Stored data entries

....................

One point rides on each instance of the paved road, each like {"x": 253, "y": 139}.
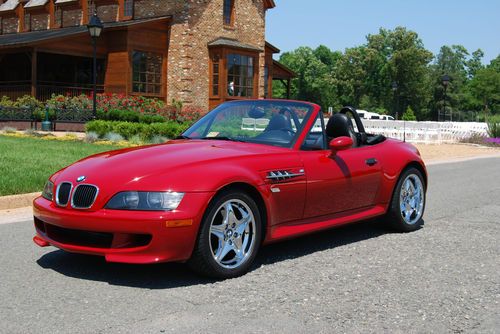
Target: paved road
{"x": 443, "y": 278}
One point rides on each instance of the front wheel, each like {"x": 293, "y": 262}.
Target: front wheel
{"x": 408, "y": 202}
{"x": 229, "y": 236}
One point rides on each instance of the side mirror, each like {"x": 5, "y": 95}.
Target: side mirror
{"x": 340, "y": 144}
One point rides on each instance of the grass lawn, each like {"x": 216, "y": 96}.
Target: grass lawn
{"x": 26, "y": 163}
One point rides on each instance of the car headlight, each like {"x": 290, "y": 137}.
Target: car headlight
{"x": 145, "y": 200}
{"x": 48, "y": 191}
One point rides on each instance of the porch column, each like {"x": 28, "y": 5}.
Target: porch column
{"x": 34, "y": 70}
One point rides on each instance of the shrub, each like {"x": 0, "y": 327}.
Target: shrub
{"x": 158, "y": 140}
{"x": 5, "y": 101}
{"x": 409, "y": 115}
{"x": 100, "y": 127}
{"x": 183, "y": 114}
{"x": 136, "y": 140}
{"x": 9, "y": 129}
{"x": 130, "y": 130}
{"x": 114, "y": 137}
{"x": 493, "y": 123}
{"x": 91, "y": 137}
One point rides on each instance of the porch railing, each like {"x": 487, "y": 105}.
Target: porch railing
{"x": 27, "y": 114}
{"x": 45, "y": 89}
{"x": 15, "y": 89}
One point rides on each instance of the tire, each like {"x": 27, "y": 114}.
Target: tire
{"x": 408, "y": 202}
{"x": 229, "y": 236}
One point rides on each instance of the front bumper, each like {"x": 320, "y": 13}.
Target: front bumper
{"x": 119, "y": 235}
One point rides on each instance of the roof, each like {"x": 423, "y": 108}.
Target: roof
{"x": 27, "y": 38}
{"x": 280, "y": 71}
{"x": 232, "y": 43}
{"x": 269, "y": 4}
{"x": 9, "y": 5}
{"x": 35, "y": 3}
{"x": 272, "y": 47}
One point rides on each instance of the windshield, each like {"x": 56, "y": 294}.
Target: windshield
{"x": 270, "y": 122}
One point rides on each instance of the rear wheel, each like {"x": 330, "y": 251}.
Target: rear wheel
{"x": 408, "y": 202}
{"x": 229, "y": 236}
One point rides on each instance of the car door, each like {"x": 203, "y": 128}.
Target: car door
{"x": 347, "y": 180}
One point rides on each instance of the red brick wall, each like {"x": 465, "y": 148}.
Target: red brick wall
{"x": 153, "y": 8}
{"x": 200, "y": 23}
{"x": 71, "y": 18}
{"x": 10, "y": 25}
{"x": 108, "y": 13}
{"x": 39, "y": 21}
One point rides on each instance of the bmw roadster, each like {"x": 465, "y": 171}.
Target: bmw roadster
{"x": 246, "y": 174}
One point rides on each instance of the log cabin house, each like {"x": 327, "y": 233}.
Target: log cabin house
{"x": 201, "y": 52}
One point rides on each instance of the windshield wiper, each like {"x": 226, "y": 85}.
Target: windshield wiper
{"x": 222, "y": 138}
{"x": 182, "y": 137}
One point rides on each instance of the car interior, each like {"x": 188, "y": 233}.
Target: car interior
{"x": 341, "y": 124}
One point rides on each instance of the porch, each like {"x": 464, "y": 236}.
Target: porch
{"x": 32, "y": 73}
{"x": 59, "y": 61}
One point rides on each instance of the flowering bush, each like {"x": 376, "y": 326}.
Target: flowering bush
{"x": 187, "y": 114}
{"x": 115, "y": 107}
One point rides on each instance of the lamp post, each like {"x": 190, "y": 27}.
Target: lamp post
{"x": 94, "y": 27}
{"x": 394, "y": 87}
{"x": 445, "y": 80}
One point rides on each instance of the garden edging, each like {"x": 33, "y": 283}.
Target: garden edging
{"x": 17, "y": 201}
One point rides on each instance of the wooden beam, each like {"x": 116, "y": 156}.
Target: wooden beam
{"x": 34, "y": 71}
{"x": 85, "y": 11}
{"x": 52, "y": 14}
{"x": 20, "y": 17}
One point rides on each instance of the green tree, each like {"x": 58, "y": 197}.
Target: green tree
{"x": 485, "y": 87}
{"x": 409, "y": 115}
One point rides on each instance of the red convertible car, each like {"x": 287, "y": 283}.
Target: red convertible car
{"x": 246, "y": 174}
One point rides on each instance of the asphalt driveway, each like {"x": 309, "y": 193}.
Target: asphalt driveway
{"x": 360, "y": 278}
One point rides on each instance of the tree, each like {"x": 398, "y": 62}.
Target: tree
{"x": 409, "y": 115}
{"x": 475, "y": 63}
{"x": 485, "y": 88}
{"x": 314, "y": 75}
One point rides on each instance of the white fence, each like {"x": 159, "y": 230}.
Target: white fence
{"x": 426, "y": 132}
{"x": 416, "y": 132}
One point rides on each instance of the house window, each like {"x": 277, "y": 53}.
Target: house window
{"x": 215, "y": 75}
{"x": 129, "y": 8}
{"x": 266, "y": 82}
{"x": 146, "y": 72}
{"x": 228, "y": 12}
{"x": 27, "y": 22}
{"x": 91, "y": 10}
{"x": 240, "y": 75}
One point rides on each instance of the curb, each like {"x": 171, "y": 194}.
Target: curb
{"x": 17, "y": 201}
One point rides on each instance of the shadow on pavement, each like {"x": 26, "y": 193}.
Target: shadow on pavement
{"x": 170, "y": 275}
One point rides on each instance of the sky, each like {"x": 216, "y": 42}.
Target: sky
{"x": 341, "y": 24}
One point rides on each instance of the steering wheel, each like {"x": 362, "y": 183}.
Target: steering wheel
{"x": 293, "y": 115}
{"x": 362, "y": 137}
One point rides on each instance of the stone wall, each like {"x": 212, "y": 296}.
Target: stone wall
{"x": 10, "y": 25}
{"x": 108, "y": 13}
{"x": 201, "y": 23}
{"x": 39, "y": 21}
{"x": 71, "y": 18}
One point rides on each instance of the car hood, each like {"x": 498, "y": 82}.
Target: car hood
{"x": 168, "y": 166}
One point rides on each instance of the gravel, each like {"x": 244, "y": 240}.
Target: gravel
{"x": 442, "y": 278}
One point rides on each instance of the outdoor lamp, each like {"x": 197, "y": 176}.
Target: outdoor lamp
{"x": 95, "y": 27}
{"x": 445, "y": 79}
{"x": 394, "y": 86}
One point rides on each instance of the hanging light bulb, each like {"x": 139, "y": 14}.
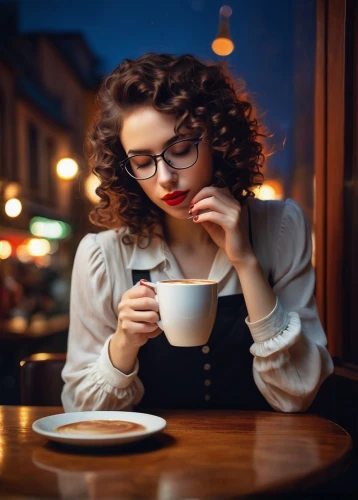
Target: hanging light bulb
{"x": 223, "y": 45}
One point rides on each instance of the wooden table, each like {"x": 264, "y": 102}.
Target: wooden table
{"x": 200, "y": 454}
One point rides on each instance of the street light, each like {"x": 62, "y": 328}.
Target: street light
{"x": 13, "y": 207}
{"x": 67, "y": 168}
{"x": 223, "y": 45}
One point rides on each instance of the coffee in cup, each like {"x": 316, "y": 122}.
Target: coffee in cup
{"x": 187, "y": 309}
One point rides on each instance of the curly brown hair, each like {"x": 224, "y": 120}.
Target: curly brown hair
{"x": 204, "y": 99}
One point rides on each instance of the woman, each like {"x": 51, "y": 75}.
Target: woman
{"x": 177, "y": 149}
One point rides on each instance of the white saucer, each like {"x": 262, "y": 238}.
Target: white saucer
{"x": 46, "y": 427}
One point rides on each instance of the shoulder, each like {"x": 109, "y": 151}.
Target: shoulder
{"x": 96, "y": 249}
{"x": 274, "y": 214}
{"x": 102, "y": 242}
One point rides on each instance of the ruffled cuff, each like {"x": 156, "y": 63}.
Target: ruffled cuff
{"x": 269, "y": 326}
{"x": 112, "y": 375}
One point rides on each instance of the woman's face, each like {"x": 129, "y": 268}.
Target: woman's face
{"x": 146, "y": 130}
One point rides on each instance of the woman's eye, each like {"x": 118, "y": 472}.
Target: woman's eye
{"x": 182, "y": 152}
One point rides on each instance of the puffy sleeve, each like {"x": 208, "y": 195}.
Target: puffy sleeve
{"x": 290, "y": 356}
{"x": 91, "y": 381}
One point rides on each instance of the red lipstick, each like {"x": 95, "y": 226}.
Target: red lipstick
{"x": 175, "y": 198}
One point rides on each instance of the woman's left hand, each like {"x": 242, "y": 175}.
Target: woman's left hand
{"x": 224, "y": 222}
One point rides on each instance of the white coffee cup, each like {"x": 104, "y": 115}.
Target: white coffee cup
{"x": 187, "y": 309}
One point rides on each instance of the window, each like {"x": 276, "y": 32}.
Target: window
{"x": 33, "y": 157}
{"x": 2, "y": 134}
{"x": 50, "y": 158}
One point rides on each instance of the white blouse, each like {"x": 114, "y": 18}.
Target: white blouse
{"x": 290, "y": 359}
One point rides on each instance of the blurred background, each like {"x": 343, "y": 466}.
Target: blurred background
{"x": 53, "y": 56}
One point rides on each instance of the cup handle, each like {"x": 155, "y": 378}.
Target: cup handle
{"x": 153, "y": 287}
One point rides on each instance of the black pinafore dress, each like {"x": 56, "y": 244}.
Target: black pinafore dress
{"x": 217, "y": 375}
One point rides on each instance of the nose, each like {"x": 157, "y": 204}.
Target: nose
{"x": 165, "y": 174}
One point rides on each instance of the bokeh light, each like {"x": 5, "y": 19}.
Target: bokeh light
{"x": 13, "y": 207}
{"x": 5, "y": 249}
{"x": 67, "y": 168}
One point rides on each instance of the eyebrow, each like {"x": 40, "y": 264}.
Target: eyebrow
{"x": 167, "y": 143}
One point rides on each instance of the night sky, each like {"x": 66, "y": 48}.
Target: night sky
{"x": 262, "y": 31}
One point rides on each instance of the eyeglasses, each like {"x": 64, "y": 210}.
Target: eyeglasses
{"x": 179, "y": 155}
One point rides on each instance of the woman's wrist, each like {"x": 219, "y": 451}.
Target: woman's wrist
{"x": 246, "y": 263}
{"x": 122, "y": 354}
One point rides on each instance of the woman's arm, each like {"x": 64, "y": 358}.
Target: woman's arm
{"x": 91, "y": 380}
{"x": 290, "y": 356}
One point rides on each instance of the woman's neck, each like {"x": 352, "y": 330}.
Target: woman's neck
{"x": 185, "y": 233}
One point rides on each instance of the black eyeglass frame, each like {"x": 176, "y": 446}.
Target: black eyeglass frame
{"x": 124, "y": 162}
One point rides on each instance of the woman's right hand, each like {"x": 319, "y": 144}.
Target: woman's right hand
{"x": 138, "y": 314}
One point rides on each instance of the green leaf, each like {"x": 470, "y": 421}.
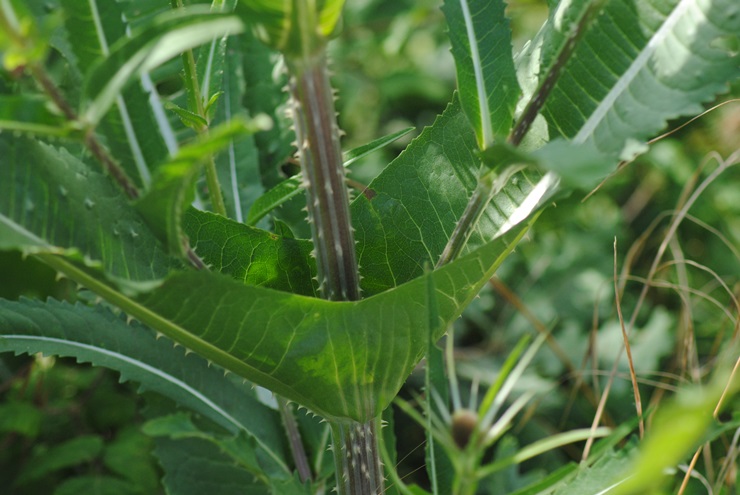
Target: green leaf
{"x": 132, "y": 134}
{"x": 79, "y": 450}
{"x": 640, "y": 65}
{"x": 95, "y": 335}
{"x": 166, "y": 36}
{"x": 417, "y": 200}
{"x": 52, "y": 202}
{"x": 345, "y": 360}
{"x": 178, "y": 426}
{"x": 678, "y": 428}
{"x": 266, "y": 96}
{"x": 238, "y": 165}
{"x": 21, "y": 418}
{"x": 486, "y": 79}
{"x": 173, "y": 187}
{"x": 31, "y": 114}
{"x": 95, "y": 485}
{"x": 439, "y": 466}
{"x": 290, "y": 188}
{"x": 190, "y": 119}
{"x": 129, "y": 456}
{"x": 254, "y": 256}
{"x": 602, "y": 476}
{"x": 195, "y": 467}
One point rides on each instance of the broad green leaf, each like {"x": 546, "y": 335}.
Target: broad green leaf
{"x": 486, "y": 78}
{"x": 32, "y": 115}
{"x": 291, "y": 188}
{"x": 605, "y": 474}
{"x": 416, "y": 201}
{"x": 239, "y": 449}
{"x": 180, "y": 425}
{"x": 194, "y": 467}
{"x": 255, "y": 256}
{"x": 294, "y": 27}
{"x": 52, "y": 202}
{"x": 345, "y": 360}
{"x": 565, "y": 27}
{"x": 129, "y": 127}
{"x": 173, "y": 187}
{"x": 95, "y": 335}
{"x": 640, "y": 65}
{"x": 166, "y": 36}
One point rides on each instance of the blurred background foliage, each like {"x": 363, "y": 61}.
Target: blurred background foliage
{"x": 66, "y": 427}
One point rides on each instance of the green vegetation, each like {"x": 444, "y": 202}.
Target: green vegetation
{"x": 260, "y": 305}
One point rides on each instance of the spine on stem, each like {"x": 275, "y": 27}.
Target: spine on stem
{"x": 327, "y": 196}
{"x": 356, "y": 451}
{"x": 359, "y": 470}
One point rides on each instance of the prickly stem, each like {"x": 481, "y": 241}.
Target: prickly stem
{"x": 464, "y": 228}
{"x": 362, "y": 471}
{"x": 326, "y": 190}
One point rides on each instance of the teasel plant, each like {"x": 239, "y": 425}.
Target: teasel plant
{"x": 301, "y": 36}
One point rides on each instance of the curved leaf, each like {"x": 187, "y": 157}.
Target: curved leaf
{"x": 486, "y": 79}
{"x": 50, "y": 202}
{"x": 255, "y": 256}
{"x": 641, "y": 64}
{"x": 417, "y": 200}
{"x": 97, "y": 336}
{"x": 31, "y": 114}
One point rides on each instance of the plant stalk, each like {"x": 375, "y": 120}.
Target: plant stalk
{"x": 476, "y": 206}
{"x": 327, "y": 196}
{"x": 356, "y": 455}
{"x": 356, "y": 448}
{"x": 195, "y": 102}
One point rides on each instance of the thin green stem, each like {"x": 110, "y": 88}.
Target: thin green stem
{"x": 464, "y": 228}
{"x": 361, "y": 472}
{"x": 195, "y": 104}
{"x": 294, "y": 439}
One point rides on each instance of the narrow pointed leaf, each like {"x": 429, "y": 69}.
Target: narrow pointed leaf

....................

_Task goal:_
For the word "narrow", return every line of the records that holds it.

_Your solution:_
One point rides on each instance of the narrow pointed leaf, each like {"x": 429, "y": 69}.
Target: narrow pointed leaf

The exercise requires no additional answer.